» **WHAT TO PRODUCE**
Rewrite all of the records below, changing each occurrence of "burlap" to "hessian" and leaving everything else exactly as it is.

## BEGIN SUPPLIED INFORMATION

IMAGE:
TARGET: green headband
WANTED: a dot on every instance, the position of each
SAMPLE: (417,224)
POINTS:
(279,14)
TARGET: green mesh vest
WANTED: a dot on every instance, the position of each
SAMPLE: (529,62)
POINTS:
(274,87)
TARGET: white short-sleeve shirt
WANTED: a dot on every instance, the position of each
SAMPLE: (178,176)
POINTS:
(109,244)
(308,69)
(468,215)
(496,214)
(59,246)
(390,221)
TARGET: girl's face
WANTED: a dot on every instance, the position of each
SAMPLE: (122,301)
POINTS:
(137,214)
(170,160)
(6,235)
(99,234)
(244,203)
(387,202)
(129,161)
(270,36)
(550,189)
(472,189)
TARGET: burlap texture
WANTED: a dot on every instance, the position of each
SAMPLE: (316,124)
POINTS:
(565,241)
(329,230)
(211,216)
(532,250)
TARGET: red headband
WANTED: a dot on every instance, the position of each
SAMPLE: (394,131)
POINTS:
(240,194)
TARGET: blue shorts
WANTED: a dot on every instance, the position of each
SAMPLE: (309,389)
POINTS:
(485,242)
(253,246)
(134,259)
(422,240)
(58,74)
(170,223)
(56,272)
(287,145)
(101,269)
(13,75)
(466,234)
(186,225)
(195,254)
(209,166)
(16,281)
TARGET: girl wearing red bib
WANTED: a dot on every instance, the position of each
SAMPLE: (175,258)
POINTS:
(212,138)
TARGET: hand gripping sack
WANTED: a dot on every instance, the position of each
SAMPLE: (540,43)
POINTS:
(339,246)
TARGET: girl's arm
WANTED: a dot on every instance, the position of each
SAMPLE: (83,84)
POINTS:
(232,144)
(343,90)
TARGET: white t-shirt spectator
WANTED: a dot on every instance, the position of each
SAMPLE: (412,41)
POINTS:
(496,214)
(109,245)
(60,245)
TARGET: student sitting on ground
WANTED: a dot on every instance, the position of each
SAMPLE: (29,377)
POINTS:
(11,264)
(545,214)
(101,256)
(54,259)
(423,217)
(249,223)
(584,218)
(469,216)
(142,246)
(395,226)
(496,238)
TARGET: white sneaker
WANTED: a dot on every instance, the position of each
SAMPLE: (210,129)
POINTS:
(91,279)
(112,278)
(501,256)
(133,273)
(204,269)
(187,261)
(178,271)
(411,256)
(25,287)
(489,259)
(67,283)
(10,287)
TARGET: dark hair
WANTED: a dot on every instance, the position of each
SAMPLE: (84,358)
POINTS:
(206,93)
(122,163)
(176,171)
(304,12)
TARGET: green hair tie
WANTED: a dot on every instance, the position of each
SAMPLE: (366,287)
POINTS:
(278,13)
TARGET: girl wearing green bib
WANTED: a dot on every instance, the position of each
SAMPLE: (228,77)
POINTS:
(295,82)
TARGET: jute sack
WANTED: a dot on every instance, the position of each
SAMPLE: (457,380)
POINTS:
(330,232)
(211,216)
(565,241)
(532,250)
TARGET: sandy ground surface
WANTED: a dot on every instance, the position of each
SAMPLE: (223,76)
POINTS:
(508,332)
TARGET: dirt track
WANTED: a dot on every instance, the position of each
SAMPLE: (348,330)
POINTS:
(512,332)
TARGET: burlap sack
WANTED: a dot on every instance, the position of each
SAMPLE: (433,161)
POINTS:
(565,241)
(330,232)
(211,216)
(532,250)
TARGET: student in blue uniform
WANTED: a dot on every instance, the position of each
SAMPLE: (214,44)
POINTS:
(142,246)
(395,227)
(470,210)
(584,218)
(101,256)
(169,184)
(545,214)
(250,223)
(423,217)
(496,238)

## END SUPPLIED INFORMATION

» **WRITTEN REPLY**
IMAGE:
TARGET: green headband
WANTED: a dot on every instance, the position of each
SAMPLE: (417,224)
POINTS:
(279,14)
TARGET: green mesh vest
WANTED: a dot on every instance, the position of each
SAMPLE: (529,62)
POINTS:
(274,87)
TARGET: white short-sleeve shirt
WANTED: a dot on every instance, the position of each
SAMPLE: (178,176)
POINTS:
(109,244)
(308,69)
(468,215)
(496,214)
(59,246)
(390,221)
TARGET: girl's face
WANTED: a dot on every instance, the position of each
SAMPLE: (122,301)
POINTS:
(137,214)
(170,160)
(6,235)
(99,234)
(244,203)
(387,202)
(129,161)
(270,36)
(550,189)
(472,189)
TARGET: hessian texture
WANTED: a dot on every instance, the position of each
SAMPLE: (316,124)
POINTS:
(565,241)
(329,230)
(211,216)
(532,250)
TARGET: red headband
WANTED: a dot on every instance, the position of each
SAMPLE: (394,131)
POINTS:
(240,194)
TARGET: blue shorts
WANTED: a dot on every instance, the position of each
SAMPLE: (309,389)
POINTS:
(485,242)
(253,246)
(134,259)
(422,240)
(58,74)
(170,223)
(56,272)
(287,145)
(101,269)
(13,75)
(466,234)
(186,225)
(195,254)
(209,166)
(16,281)
TARGET: girl wearing red bib
WANTED: a dot on every instance, the position of each
SAMPLE: (175,258)
POINTS:
(212,138)
TARGET: hand gripping sack
WANTED: a dot on every instance, the position of each
SAMPLE: (540,43)
POINTS:
(339,246)
TARGET: girl's arm
WANTED: a dot on every instance, the position of each
SAMPLE: (83,84)
POINTS:
(232,144)
(343,90)
TARGET: white t-shirt spectator
WANTED: a dot on every instance, the position of each
SAMPLE: (412,41)
POINTS:
(496,214)
(109,245)
(60,245)
TARGET: student sitting on ground
WANTED: a dot on every instance, the position of each
SAMPLE: (29,377)
POINTS:
(11,264)
(545,214)
(101,256)
(54,259)
(423,217)
(249,223)
(584,218)
(469,216)
(142,246)
(395,226)
(496,238)
TARGET: white sneaker
WANTED: a dot on every instance, the position of each
SAMPLE: (210,129)
POINTS:
(91,279)
(112,278)
(501,256)
(133,273)
(204,269)
(187,261)
(178,271)
(411,256)
(25,287)
(489,259)
(67,283)
(10,287)
TARGET: dark hair
WANTED: a dot on every instance, the position of each
SAMPLE: (84,358)
POINTS:
(206,93)
(122,163)
(176,171)
(304,12)
TARGET: green hair tie
WANTED: a dot on every instance, the position of each
SAMPLE: (366,287)
POINTS:
(278,13)
TARGET: girl wearing green bib
WANTED: a dot on every instance, the position of each
SAMPLE: (228,77)
POINTS:
(295,82)
TARGET: jute sack
WANTED: a dot on every instance, the position of each
SAMPLE: (457,380)
POINTS:
(330,232)
(211,216)
(565,241)
(532,250)
TARGET: sandy ground surface
WANTED: a dot on every instance, the position of each
SAMPLE: (223,76)
POINTS:
(508,332)
TARGET: dirt track
WANTED: a dot on every instance, the position of each
SAMPLE: (348,330)
POINTS:
(512,332)
TARGET: hessian sack
WANTED: a dot on every instance, the position of each
SAMPLE: (433,161)
POINTS:
(565,241)
(330,232)
(211,216)
(532,250)
TARGET: student in blue uniform
WANTED: a dot on every instance, the position of each
SAMPLE: (214,44)
POINTS:
(142,246)
(395,227)
(470,210)
(584,218)
(101,256)
(169,184)
(545,214)
(250,223)
(423,217)
(496,238)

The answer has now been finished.